--- Begin ---

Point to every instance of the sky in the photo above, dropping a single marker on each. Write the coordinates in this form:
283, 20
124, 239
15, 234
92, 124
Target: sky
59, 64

--- End ---

## Required work
Copy the records above word for word, keeping every line as it appears.

## Answer in full
Point to every instance of the sky in the photo above, dropping a single marker on each. Write the coordinates in this form:
283, 20
124, 239
15, 234
92, 124
Target: sky
59, 64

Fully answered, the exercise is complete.